■ SUPPLIED PASSAGE ■
>>>>>

A Brief Reflection on My Emotions
How can you stop yourself from feeling too deeply? I’ve wondered and tried and found that it’s impossible for me. Even when I decide not to feel anything at all, it only numbs the emotions and stores them up deep within, weighing me down and making me foggy and unintelligible to myself. It’s not possible to just stop feeling and, more importantly, it shouldn’t be allowed.
My greatest regret in life is that I feel too deeply and my greatest achievement is the same. I have acres of empathy for everyone, but the cost is a burden. It doesn’t just tire me out, it destroys a part of me. Every emotion that courses through my body is like my heart and soul being used as punching bags. My soul is strong enough that it isn’t affected by it, but my heart is weak and timid. My heart is naive and believes that its only purpose is to keep me alive and happy. It has never considered that the longer it keeps me alive the longer I’m faced with unhappiness.

<<<<<

■ INSTRUCTIONS TO FOLLOW ■
Pick up the reflection on feeling too deeply after its final sentence and continue it.

■ SOURCE INFORMATION ■
>>>>>

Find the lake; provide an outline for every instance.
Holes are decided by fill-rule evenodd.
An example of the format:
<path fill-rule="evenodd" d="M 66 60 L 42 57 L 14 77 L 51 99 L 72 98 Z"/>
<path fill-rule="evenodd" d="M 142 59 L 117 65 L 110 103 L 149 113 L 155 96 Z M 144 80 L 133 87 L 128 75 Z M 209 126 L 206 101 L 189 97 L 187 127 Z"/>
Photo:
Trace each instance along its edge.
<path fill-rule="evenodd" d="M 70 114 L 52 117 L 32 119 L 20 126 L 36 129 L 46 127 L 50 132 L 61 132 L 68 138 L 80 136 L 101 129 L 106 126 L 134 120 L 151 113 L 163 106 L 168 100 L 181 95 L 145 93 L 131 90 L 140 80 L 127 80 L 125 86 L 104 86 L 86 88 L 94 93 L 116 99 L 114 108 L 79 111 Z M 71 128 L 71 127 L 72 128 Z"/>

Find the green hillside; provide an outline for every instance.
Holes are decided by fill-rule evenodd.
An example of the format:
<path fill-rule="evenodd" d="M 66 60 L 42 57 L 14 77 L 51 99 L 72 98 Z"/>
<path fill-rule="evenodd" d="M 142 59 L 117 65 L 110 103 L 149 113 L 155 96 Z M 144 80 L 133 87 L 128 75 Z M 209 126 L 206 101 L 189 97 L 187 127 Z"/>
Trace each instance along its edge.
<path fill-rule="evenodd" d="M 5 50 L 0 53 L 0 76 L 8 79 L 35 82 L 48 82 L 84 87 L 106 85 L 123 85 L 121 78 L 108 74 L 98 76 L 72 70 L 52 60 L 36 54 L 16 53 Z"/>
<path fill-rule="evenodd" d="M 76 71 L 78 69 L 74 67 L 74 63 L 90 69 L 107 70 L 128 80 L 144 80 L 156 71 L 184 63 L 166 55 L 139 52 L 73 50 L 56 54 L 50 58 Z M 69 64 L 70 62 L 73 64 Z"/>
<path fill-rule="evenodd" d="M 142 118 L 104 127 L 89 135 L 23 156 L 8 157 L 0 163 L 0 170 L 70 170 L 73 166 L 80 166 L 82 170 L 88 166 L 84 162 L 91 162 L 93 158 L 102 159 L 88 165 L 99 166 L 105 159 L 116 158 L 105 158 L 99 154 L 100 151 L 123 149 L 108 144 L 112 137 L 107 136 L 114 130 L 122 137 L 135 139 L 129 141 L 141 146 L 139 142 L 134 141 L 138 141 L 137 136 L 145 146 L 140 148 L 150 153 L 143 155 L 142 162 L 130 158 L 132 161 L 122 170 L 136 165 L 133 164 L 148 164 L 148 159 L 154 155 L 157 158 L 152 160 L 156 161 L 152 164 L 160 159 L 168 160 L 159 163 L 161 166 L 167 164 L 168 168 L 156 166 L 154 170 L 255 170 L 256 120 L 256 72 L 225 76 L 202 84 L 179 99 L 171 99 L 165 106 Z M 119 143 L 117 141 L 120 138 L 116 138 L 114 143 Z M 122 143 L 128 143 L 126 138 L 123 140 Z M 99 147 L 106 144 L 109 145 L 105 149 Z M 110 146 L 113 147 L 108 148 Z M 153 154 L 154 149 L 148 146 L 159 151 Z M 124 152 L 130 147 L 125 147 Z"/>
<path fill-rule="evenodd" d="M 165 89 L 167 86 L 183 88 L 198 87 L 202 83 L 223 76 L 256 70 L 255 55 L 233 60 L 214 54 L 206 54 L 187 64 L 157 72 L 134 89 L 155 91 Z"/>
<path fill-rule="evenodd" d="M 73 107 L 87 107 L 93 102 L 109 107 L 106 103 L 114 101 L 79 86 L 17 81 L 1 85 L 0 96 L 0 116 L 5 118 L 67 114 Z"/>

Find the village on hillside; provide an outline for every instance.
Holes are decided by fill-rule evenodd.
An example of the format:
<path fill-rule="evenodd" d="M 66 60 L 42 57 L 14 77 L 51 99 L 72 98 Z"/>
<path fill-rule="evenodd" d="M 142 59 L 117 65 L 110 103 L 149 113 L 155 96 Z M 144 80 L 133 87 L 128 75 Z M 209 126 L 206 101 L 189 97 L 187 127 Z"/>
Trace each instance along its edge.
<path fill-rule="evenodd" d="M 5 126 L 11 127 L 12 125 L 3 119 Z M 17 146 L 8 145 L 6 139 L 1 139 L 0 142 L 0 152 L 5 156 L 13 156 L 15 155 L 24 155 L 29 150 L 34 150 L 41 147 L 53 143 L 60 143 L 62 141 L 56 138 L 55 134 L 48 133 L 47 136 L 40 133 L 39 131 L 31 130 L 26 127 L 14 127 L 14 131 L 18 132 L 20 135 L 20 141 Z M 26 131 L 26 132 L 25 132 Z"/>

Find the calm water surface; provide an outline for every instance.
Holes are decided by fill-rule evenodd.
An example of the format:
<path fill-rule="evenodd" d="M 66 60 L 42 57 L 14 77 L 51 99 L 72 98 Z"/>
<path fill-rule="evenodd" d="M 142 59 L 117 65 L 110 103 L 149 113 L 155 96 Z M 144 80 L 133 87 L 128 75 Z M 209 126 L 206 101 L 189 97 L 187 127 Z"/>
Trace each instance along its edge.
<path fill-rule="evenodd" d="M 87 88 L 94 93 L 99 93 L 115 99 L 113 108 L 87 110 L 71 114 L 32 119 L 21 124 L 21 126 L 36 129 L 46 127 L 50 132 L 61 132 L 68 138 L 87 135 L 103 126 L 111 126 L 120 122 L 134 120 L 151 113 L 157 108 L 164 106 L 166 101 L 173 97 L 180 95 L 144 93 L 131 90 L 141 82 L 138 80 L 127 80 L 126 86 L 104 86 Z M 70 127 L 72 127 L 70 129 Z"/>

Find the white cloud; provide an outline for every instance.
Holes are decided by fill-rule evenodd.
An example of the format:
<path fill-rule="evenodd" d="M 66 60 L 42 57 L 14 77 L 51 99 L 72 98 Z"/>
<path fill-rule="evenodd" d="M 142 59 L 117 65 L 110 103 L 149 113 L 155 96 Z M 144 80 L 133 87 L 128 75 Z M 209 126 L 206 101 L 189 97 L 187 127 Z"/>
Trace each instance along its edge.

<<<<<
>>>>>

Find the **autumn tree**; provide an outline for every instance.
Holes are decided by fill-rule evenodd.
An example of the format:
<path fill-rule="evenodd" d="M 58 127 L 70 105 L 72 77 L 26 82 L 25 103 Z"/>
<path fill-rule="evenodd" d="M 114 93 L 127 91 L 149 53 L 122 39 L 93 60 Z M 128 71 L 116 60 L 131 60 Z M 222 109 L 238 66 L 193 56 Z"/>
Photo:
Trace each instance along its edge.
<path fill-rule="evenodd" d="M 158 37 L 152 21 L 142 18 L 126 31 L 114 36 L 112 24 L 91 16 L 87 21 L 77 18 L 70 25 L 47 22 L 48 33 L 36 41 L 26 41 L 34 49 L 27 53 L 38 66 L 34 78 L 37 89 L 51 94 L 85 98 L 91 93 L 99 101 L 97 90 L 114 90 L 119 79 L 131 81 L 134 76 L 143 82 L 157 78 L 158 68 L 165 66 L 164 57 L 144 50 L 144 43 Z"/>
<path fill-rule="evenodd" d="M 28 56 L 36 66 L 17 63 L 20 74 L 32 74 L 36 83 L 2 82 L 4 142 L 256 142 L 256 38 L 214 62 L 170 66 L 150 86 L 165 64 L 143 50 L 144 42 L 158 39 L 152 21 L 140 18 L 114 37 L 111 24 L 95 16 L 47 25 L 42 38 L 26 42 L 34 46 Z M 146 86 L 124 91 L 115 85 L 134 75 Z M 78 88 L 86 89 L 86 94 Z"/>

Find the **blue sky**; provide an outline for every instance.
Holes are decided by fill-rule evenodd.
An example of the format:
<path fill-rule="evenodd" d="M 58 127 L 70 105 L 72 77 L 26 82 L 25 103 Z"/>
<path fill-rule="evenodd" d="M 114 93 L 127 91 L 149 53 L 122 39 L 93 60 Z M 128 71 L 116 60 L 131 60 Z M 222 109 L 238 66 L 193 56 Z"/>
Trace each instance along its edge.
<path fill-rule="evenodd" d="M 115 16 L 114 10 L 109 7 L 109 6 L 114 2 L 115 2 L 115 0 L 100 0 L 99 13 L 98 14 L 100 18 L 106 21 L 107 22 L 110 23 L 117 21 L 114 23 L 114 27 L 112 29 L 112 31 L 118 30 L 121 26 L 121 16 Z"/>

<<<<<

■ TASK RESULT ■
Recently, my therapist told me to just not feel as much anymore. She said it with such matter-of-fact nonchalance — as if it’s as simple as flipping a switch or, rather, like a dial that will increase or decrease how much I feel and when. If only it were that easy. Maybe I have fallen into the habit of letting my emotions rule me, but once upon a time I used to be proud of that trait. Once upon a time it was an asset rather than a burden. I remember one friend in high school praising me for letting my emotions rule me. When did that stop being a good thing? Have I just grown up and experienced more of the bad than good feelings and that’s why I’m harping on the agony of feeling? Or have I come to believe all those people who say that emotions are a sign of weakness?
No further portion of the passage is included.